▸ EXERCISE:
Convert every line of the entries below into a JSON list of strings, one string per line, and omit any blank lines.

-------- SUPPLIED INFORMATION --------

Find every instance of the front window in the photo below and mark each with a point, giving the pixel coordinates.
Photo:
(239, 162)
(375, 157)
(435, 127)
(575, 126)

--------

▸ TASK ANSWER:
[
  "Find every instance of the front window in the photo below and mark each with a point, giving the pixel coordinates.",
  "Photo:",
  "(239, 162)",
  "(375, 157)",
  "(435, 127)",
  "(575, 126)"
]